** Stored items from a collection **
=====
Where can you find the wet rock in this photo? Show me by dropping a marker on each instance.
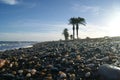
(2, 62)
(109, 72)
(28, 75)
(7, 77)
(87, 74)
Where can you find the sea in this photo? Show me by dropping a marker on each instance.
(9, 45)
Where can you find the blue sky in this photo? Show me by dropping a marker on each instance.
(44, 20)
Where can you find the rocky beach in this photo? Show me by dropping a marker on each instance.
(85, 59)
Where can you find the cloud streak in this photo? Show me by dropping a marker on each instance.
(85, 8)
(9, 2)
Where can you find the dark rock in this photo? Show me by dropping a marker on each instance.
(109, 72)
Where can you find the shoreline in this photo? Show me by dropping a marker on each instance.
(51, 60)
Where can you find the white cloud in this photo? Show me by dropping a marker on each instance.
(10, 2)
(85, 8)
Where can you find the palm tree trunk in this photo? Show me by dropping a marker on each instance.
(73, 32)
(77, 28)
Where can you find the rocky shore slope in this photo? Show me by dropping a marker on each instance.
(63, 60)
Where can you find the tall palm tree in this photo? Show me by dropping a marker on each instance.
(72, 21)
(78, 21)
(65, 33)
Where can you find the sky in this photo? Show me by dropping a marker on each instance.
(45, 20)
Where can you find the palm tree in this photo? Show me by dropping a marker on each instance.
(71, 36)
(72, 22)
(78, 21)
(65, 33)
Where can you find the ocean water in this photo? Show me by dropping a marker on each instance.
(8, 45)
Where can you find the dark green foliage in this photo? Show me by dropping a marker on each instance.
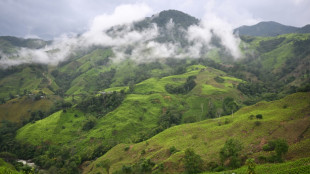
(251, 165)
(269, 28)
(252, 89)
(102, 104)
(229, 106)
(126, 148)
(8, 157)
(143, 166)
(251, 117)
(302, 47)
(106, 164)
(219, 79)
(182, 89)
(193, 162)
(304, 88)
(257, 123)
(259, 116)
(230, 153)
(7, 134)
(179, 18)
(88, 125)
(173, 150)
(280, 147)
(169, 118)
(104, 80)
(190, 119)
(271, 44)
(212, 166)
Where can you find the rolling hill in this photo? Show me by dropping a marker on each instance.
(269, 28)
(92, 108)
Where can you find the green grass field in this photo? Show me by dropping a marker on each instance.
(286, 118)
(136, 116)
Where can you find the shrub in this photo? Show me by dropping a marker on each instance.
(257, 123)
(88, 125)
(229, 154)
(193, 162)
(126, 148)
(259, 116)
(251, 166)
(251, 117)
(219, 79)
(173, 150)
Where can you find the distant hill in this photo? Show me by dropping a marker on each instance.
(9, 44)
(270, 28)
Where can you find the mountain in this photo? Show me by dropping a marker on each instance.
(9, 44)
(96, 113)
(269, 29)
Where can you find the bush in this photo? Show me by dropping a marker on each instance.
(126, 148)
(88, 125)
(251, 117)
(193, 162)
(259, 116)
(230, 153)
(251, 166)
(257, 123)
(219, 79)
(173, 150)
(280, 147)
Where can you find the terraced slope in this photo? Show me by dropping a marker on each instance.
(287, 118)
(136, 117)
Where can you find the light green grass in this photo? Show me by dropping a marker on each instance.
(207, 137)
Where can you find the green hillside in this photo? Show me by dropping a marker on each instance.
(137, 116)
(286, 118)
(96, 112)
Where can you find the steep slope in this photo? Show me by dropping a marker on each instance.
(270, 28)
(282, 59)
(21, 109)
(137, 118)
(287, 118)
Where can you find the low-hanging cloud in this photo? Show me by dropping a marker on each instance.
(117, 31)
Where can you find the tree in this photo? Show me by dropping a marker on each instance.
(281, 148)
(193, 162)
(106, 164)
(251, 166)
(229, 106)
(230, 153)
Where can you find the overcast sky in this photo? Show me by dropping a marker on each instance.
(48, 19)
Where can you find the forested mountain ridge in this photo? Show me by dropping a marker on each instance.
(270, 28)
(91, 113)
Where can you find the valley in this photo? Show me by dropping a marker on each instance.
(125, 109)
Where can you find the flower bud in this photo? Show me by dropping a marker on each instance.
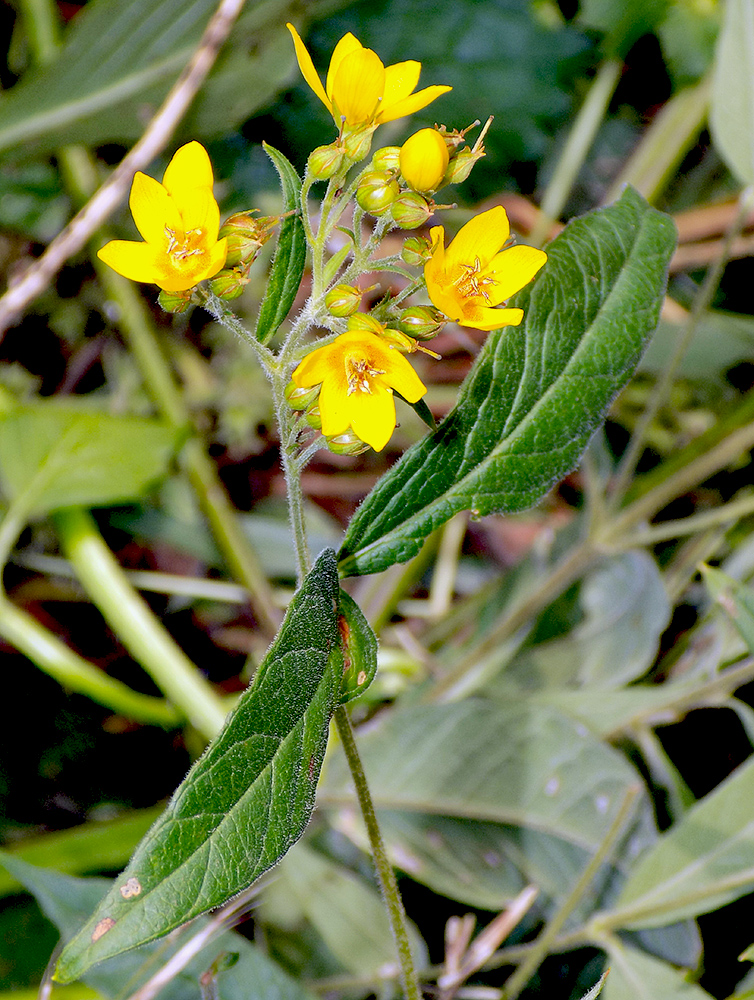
(376, 191)
(246, 236)
(410, 210)
(357, 142)
(326, 161)
(387, 158)
(343, 300)
(416, 251)
(421, 322)
(313, 417)
(175, 302)
(229, 284)
(365, 322)
(424, 160)
(300, 399)
(346, 444)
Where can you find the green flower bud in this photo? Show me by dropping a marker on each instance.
(229, 284)
(410, 210)
(376, 191)
(175, 302)
(421, 322)
(387, 158)
(343, 300)
(300, 399)
(357, 142)
(416, 251)
(326, 161)
(346, 444)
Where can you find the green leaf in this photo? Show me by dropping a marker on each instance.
(359, 645)
(290, 256)
(520, 764)
(65, 455)
(347, 912)
(245, 802)
(118, 61)
(536, 392)
(703, 862)
(637, 976)
(732, 108)
(68, 901)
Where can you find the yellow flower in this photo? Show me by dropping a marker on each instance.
(358, 372)
(424, 159)
(471, 276)
(360, 89)
(179, 220)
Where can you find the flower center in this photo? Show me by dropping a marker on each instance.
(182, 246)
(358, 373)
(471, 281)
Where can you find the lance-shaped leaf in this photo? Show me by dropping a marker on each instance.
(290, 255)
(245, 802)
(535, 394)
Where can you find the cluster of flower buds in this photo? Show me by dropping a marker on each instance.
(246, 236)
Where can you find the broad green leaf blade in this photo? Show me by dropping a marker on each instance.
(118, 61)
(359, 645)
(703, 862)
(68, 901)
(65, 455)
(524, 764)
(290, 256)
(245, 802)
(732, 109)
(535, 394)
(635, 975)
(346, 911)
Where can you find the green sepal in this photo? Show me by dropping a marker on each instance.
(245, 802)
(290, 255)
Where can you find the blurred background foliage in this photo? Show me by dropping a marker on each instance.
(633, 650)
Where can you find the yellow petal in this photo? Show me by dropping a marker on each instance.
(409, 105)
(335, 408)
(511, 270)
(306, 66)
(400, 80)
(189, 168)
(136, 261)
(357, 86)
(402, 377)
(480, 238)
(484, 318)
(153, 209)
(199, 211)
(348, 44)
(372, 416)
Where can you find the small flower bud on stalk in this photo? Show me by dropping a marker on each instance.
(326, 161)
(230, 283)
(424, 160)
(416, 250)
(376, 191)
(343, 300)
(387, 158)
(421, 322)
(411, 210)
(300, 399)
(175, 302)
(346, 444)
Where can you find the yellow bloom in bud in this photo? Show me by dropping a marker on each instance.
(360, 89)
(179, 220)
(424, 159)
(473, 275)
(358, 372)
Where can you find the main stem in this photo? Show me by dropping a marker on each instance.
(385, 873)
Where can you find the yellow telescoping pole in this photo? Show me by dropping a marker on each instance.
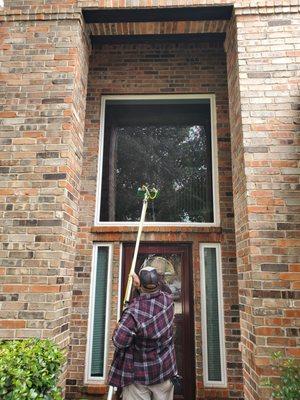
(149, 194)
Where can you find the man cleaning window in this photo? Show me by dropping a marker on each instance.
(144, 364)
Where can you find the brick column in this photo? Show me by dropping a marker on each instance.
(263, 59)
(44, 74)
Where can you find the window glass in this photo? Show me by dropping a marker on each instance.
(166, 144)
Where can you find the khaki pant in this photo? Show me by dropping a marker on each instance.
(160, 391)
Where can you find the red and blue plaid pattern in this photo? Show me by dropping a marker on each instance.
(144, 344)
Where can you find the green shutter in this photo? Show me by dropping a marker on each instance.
(98, 341)
(212, 315)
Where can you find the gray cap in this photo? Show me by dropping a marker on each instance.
(149, 278)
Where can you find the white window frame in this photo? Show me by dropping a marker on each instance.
(88, 379)
(207, 382)
(214, 158)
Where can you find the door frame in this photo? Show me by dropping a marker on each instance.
(185, 248)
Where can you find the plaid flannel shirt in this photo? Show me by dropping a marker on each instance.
(144, 344)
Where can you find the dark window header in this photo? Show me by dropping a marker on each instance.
(157, 14)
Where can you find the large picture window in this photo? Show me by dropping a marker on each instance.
(163, 142)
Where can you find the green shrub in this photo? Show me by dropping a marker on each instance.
(29, 369)
(287, 387)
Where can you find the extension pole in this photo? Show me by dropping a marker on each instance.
(147, 196)
(136, 250)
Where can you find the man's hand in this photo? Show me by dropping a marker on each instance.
(136, 280)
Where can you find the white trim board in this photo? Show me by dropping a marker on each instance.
(223, 382)
(214, 148)
(87, 377)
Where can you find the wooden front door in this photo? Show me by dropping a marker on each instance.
(174, 261)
=====
** Exercise brief **
Copy out exactly the lines running from the line with "Where can you find the red" to the end of the records, inclusive.

** The answer **
Where can you find the red and blue plaid pattern in this photo? Show me by dropping a marker on each instance.
(144, 344)
Where can you find the green shutter in this photo? Show me by dropping a marker on each instance.
(98, 341)
(212, 315)
Where can you find the gray cap in this photo? Show me by dropping a marker on each instance.
(149, 278)
Where can you find the white window frame in this photo? Show me by dropping a marker on each instance.
(88, 379)
(207, 382)
(214, 158)
Where can you find the door frame in this photo? Show me by dropping a marker on each instance.
(185, 248)
Where can you find the plaid flannel shirt in this photo? Show me by dropping a marker on each instance.
(144, 344)
Where can you find the dark window header in this photo? Show me by dropping a marker on each instance.
(157, 14)
Where can you find the large picture window in this photo? Show me by dropping a marker on each instance.
(163, 142)
Where can you find the green shrub in this photo? Show me by dropping a marker on each instance.
(29, 369)
(287, 387)
Where can you find the extension pole in this photo? Show me by dropping a marker on each instance.
(147, 196)
(136, 250)
Where can you find the man's hand in this photo? Show me by dropping a marker on each instance.
(136, 280)
Where can you find the white trim board in this photo? Show me by dropping a marker on each instance.
(223, 382)
(214, 148)
(87, 377)
Where can you find the wooden front door in this photo? Show me by dropping a marker on each instance.
(174, 261)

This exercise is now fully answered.